▸ **Directions for this task**: Rewrite the data below, changing every "rough mask" to "coarse mask" and leaving all other text unchanged.
::: Supplied material
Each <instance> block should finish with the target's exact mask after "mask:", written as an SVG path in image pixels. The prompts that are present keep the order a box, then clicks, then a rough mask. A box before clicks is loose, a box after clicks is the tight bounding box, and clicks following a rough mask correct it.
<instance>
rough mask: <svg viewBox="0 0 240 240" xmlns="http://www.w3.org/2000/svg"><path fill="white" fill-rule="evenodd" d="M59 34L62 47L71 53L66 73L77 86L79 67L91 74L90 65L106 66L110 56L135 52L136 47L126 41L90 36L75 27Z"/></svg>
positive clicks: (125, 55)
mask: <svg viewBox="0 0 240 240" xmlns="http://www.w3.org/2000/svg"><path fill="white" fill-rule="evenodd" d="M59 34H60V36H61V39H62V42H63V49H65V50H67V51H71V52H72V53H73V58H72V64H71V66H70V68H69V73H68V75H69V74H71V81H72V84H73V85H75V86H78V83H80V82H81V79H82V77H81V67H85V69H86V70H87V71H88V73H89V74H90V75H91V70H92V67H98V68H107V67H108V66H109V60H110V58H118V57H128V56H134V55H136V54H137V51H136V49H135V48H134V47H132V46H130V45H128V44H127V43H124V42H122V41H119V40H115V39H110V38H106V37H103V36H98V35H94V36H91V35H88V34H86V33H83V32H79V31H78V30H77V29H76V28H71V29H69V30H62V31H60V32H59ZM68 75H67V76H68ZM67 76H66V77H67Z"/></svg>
::::::
▸ **Task answer**:
Each <instance> block should finish with the target's exact mask after "mask:", written as an SVG path in image pixels. The prompts that are present keep the order a box, then clicks, then a coarse mask. A box before clicks is loose, a box after clicks is the tight bounding box, and clicks following a coarse mask correct it.
<instance>
coarse mask: <svg viewBox="0 0 240 240" xmlns="http://www.w3.org/2000/svg"><path fill="white" fill-rule="evenodd" d="M59 34L62 47L71 53L66 73L77 86L79 67L91 74L90 65L106 66L110 56L135 52L136 47L126 41L90 36L75 27Z"/></svg>
positive clicks: (125, 55)
mask: <svg viewBox="0 0 240 240" xmlns="http://www.w3.org/2000/svg"><path fill="white" fill-rule="evenodd" d="M59 34H60V36H61V39H62V42H63V49H65V50H67V51H71V52H72V53H73V58H72V64H71V66H70V68H69V73H68V75H69V74H71V81H72V84H73V85H75V86H78V83H80V82H81V79H82V77H81V67H85V69H86V70H87V71H88V73H89V74H90V75H91V70H92V67H98V68H107V67H108V66H109V60H110V58H118V57H128V56H134V55H136V54H137V51H136V49H135V48H134V47H132V46H130V45H128V44H127V43H124V42H122V41H119V40H115V39H110V38H106V37H103V36H98V35H94V36H91V35H88V34H86V33H83V32H79V31H78V30H77V29H76V28H71V29H69V30H62V31H60V32H59ZM68 75H67V76H68ZM67 76H66V77H67Z"/></svg>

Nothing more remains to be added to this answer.